** Start of Data for this exercise **

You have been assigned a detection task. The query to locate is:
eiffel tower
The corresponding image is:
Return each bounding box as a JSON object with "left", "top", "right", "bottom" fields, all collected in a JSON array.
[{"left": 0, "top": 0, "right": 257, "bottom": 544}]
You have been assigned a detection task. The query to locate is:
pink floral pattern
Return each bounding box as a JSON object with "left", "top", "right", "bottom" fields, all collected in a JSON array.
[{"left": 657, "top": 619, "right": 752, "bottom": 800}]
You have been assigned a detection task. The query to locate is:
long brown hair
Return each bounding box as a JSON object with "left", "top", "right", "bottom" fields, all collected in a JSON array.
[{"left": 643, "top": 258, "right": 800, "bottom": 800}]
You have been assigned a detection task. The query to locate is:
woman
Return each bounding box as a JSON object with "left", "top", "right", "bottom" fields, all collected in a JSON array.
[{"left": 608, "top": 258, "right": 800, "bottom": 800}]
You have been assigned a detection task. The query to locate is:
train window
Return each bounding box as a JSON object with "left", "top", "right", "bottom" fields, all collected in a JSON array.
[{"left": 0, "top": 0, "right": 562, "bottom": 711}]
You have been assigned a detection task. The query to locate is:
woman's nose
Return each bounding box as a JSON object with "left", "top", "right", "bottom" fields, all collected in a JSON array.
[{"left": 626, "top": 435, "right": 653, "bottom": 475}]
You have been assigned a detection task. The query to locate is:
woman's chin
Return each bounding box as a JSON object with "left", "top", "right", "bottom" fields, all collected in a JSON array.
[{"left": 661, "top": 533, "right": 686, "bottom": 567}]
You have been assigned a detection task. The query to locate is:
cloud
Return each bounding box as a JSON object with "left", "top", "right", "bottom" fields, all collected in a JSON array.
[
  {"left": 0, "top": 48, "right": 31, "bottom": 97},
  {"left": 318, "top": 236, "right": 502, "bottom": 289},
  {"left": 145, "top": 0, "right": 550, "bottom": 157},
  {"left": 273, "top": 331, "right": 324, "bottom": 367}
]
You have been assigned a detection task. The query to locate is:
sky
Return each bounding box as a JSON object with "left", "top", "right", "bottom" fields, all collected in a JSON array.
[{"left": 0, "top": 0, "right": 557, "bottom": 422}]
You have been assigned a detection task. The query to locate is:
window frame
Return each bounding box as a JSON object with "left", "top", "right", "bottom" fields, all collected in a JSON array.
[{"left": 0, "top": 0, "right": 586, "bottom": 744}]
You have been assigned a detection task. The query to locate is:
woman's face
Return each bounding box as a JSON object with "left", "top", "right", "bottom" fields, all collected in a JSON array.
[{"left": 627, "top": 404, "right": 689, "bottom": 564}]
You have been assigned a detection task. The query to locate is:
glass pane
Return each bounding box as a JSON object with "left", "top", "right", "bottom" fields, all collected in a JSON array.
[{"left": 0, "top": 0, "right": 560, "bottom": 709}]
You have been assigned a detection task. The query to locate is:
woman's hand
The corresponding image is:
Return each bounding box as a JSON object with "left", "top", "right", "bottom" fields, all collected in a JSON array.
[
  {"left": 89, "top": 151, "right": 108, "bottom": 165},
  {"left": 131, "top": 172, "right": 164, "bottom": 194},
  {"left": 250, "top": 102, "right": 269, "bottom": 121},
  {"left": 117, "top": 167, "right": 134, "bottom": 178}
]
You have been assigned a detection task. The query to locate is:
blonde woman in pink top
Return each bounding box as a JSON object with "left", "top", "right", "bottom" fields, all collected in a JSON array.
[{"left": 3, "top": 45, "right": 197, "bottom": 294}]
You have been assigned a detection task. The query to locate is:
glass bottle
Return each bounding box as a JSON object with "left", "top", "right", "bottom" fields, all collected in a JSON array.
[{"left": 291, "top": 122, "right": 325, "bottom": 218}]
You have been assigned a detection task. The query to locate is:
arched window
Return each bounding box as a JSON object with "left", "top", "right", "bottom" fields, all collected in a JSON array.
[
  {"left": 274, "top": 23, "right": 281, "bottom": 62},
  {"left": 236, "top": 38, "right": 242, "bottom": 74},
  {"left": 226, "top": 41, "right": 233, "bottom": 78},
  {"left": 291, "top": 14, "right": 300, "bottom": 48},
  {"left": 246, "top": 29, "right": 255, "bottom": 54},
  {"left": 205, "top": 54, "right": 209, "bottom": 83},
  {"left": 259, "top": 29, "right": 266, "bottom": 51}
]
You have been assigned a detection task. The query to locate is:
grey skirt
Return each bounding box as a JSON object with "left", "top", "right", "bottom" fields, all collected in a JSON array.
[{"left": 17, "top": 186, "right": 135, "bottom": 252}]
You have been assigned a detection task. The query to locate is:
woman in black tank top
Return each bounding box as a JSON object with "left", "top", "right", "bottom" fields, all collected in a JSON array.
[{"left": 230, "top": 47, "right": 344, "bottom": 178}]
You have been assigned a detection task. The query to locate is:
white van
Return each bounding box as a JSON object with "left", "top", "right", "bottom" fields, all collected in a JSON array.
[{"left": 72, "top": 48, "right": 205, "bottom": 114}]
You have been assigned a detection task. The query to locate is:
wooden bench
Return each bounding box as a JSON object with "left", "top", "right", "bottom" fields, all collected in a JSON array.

** End of Data for this exercise **

Task requirements
Count the lines in the listing above that contain the word "woman", and reply with that number alone.

Problem solution
7